***** Supplied material *****

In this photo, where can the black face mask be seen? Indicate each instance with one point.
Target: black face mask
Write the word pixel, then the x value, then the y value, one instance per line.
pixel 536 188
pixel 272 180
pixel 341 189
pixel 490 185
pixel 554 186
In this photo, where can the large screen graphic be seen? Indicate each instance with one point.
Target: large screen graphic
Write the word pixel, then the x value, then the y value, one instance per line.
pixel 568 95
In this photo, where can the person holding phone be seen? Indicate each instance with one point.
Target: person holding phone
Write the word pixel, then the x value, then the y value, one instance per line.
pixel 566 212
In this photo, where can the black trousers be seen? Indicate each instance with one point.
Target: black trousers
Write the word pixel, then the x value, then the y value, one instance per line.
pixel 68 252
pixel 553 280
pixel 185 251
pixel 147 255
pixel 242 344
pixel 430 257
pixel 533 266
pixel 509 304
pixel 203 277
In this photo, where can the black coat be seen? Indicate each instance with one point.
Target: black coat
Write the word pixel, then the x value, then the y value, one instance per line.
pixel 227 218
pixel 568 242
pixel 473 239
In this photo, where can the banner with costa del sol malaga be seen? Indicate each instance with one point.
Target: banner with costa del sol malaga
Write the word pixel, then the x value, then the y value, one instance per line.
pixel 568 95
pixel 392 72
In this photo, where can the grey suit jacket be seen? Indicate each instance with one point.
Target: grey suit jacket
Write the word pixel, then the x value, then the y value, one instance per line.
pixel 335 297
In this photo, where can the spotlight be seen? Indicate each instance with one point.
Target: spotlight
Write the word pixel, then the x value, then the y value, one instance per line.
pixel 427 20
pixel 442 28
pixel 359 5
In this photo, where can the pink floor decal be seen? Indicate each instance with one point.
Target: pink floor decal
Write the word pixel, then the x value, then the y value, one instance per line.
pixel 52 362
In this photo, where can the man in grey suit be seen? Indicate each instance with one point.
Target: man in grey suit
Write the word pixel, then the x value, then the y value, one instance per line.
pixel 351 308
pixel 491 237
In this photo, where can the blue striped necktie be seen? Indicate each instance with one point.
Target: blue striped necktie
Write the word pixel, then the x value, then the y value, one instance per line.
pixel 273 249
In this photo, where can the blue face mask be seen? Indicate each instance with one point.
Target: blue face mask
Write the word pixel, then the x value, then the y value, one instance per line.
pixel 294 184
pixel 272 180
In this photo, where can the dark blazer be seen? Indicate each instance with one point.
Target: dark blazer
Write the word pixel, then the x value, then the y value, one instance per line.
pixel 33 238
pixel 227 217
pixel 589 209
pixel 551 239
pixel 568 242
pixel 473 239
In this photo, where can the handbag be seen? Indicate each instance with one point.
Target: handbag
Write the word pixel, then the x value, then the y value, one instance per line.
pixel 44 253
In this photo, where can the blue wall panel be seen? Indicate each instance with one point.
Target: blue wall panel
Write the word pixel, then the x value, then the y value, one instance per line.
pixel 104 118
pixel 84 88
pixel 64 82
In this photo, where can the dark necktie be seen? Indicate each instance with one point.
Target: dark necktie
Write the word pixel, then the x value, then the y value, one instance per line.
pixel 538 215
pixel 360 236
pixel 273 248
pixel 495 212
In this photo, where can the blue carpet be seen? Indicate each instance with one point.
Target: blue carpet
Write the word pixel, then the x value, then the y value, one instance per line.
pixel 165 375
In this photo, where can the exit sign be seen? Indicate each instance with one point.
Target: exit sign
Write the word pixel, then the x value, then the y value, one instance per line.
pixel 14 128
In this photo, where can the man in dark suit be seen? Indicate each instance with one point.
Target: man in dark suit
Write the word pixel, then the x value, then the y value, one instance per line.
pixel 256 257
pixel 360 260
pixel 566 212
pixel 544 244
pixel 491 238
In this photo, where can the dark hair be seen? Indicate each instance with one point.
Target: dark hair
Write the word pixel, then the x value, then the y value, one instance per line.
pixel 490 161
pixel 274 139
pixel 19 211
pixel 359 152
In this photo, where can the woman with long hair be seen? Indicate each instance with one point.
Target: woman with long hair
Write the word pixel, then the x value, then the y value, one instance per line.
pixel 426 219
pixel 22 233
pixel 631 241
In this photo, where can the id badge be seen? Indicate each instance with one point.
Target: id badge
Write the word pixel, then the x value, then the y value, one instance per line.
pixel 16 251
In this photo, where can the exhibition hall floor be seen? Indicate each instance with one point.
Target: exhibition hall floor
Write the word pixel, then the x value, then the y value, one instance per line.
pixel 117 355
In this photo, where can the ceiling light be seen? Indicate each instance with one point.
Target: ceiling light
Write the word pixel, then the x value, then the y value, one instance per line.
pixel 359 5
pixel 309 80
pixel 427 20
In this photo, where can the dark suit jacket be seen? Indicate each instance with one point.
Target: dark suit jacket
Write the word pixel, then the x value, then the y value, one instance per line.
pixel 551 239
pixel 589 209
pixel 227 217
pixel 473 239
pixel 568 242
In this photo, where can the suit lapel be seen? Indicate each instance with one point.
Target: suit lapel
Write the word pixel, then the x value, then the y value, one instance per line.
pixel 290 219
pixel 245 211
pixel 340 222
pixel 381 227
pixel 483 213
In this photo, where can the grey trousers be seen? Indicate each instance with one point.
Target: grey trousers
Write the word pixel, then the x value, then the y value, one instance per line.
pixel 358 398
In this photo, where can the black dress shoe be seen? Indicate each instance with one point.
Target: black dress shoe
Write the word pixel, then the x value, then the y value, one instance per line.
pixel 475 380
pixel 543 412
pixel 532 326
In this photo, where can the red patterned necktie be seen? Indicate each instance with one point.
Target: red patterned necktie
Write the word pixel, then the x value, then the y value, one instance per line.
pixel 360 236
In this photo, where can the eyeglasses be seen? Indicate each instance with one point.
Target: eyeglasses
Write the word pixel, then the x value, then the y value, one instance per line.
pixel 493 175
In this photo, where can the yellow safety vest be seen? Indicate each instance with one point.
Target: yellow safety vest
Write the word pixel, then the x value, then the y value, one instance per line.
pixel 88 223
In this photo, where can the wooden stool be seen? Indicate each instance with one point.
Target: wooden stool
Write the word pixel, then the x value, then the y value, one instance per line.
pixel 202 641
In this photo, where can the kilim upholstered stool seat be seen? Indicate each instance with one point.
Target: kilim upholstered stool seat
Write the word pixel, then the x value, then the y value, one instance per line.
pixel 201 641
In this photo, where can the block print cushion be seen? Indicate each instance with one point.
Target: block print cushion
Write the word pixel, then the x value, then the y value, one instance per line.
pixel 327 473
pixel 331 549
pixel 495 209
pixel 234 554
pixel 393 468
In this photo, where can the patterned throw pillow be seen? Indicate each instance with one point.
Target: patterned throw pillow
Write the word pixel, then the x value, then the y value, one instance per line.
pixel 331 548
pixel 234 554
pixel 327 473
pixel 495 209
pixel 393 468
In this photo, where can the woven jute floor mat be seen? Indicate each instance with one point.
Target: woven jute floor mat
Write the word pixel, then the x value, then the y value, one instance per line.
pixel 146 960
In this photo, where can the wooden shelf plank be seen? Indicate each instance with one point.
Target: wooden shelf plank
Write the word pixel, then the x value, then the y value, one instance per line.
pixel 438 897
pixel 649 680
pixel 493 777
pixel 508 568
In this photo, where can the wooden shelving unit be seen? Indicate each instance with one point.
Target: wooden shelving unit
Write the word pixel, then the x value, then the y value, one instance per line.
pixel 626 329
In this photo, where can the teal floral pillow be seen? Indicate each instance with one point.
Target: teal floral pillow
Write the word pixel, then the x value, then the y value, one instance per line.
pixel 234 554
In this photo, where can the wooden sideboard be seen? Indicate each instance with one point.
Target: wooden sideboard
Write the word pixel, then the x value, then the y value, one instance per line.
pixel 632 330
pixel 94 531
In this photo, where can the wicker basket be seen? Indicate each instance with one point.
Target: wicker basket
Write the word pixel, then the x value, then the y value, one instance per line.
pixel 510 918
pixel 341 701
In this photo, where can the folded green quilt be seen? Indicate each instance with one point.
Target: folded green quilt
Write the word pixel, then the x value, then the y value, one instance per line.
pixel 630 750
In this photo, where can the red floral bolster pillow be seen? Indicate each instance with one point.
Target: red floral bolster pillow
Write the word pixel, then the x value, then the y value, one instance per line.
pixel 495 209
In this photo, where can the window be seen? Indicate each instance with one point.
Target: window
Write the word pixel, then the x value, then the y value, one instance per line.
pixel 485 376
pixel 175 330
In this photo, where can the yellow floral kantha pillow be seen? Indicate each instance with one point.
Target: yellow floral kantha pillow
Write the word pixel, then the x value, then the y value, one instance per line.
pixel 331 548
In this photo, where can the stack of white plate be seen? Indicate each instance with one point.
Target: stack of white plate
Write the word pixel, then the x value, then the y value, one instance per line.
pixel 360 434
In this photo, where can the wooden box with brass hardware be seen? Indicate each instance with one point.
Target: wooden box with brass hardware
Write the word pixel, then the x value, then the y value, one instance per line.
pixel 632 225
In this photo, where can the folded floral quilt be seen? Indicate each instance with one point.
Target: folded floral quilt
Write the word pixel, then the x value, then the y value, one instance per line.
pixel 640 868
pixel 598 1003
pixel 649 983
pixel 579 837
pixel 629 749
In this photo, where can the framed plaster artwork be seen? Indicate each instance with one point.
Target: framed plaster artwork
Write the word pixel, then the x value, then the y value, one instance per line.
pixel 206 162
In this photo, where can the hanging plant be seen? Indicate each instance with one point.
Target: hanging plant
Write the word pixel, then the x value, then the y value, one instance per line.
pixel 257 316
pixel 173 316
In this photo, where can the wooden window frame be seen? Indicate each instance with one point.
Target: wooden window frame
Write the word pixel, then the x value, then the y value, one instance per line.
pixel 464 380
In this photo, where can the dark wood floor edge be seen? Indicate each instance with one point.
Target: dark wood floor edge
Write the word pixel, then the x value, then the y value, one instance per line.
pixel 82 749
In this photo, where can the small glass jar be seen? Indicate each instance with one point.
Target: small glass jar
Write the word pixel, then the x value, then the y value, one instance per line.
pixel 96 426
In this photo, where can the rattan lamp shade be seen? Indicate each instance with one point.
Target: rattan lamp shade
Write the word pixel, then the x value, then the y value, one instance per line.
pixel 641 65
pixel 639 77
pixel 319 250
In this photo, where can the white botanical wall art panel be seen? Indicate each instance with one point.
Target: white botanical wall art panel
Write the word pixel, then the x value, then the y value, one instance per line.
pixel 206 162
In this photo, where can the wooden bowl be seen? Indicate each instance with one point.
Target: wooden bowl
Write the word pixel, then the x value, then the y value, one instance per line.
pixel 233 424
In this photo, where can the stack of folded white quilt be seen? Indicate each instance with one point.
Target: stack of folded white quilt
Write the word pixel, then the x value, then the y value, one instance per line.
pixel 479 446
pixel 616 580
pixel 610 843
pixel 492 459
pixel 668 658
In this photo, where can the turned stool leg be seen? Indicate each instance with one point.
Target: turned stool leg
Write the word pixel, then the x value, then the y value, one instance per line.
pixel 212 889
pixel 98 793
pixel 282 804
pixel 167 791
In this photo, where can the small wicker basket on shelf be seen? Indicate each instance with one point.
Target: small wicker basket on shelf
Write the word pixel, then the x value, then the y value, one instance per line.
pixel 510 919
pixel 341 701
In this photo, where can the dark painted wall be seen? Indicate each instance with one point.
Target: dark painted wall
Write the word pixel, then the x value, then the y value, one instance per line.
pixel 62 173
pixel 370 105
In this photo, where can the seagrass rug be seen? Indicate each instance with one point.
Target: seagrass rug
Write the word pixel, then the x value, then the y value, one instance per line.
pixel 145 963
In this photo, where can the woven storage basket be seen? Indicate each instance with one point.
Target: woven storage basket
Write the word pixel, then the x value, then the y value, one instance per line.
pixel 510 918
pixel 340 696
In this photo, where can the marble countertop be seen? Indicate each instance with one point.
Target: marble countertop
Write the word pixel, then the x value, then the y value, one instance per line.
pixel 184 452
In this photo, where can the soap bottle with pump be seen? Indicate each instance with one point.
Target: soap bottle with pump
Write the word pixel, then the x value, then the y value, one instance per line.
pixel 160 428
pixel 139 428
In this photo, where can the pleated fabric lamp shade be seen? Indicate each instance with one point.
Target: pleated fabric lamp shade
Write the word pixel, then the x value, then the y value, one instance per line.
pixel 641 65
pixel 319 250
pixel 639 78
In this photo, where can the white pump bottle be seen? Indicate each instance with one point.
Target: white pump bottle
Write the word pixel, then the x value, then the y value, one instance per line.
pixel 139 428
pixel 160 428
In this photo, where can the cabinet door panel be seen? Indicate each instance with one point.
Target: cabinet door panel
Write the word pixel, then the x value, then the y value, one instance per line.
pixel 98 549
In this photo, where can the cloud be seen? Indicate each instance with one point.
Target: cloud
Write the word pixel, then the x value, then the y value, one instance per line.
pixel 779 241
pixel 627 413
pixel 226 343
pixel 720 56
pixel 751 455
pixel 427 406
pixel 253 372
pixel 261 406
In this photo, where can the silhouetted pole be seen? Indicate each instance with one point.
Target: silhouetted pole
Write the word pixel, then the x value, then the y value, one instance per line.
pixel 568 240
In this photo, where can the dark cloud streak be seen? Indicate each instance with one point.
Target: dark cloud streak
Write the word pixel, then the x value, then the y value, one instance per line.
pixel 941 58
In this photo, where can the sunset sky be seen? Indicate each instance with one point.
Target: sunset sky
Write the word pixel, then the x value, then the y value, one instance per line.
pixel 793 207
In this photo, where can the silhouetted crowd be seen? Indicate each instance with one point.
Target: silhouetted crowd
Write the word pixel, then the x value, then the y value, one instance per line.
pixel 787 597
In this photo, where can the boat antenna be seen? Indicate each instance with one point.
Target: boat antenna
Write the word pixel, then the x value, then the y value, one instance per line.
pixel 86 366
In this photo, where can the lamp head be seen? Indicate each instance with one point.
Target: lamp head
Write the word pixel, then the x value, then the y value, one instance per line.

*****

> _Short exercise_
Render the lines of the material above as a numbered list, skipping any blank lines, from the line holding "In this photo, where can the white botanical" through the line holding "pixel 668 658", both included. Give only those lines.

> _Written solution_
1. In this photo, where can the white botanical wall art panel be seen? Indicate each instance with one point.
2. Target: white botanical wall art panel
3. Write the word pixel, then the x value, then the y value, one instance per line.
4. pixel 206 162
5. In this photo, where can the wooden bowl be seen? Indicate each instance with one point.
6. Target: wooden bowl
7. Write the word pixel, then the x value, then the y value, one instance per line.
8. pixel 233 424
9. In this photo, where can the stack of folded white quilt be seen? Indicate each instance with one point.
10. Target: stack of folded white quilt
11. Write the word pixel, then the x value, then the y value, one instance per line.
12. pixel 479 446
13. pixel 616 580
14. pixel 610 843
15. pixel 492 459
16. pixel 668 658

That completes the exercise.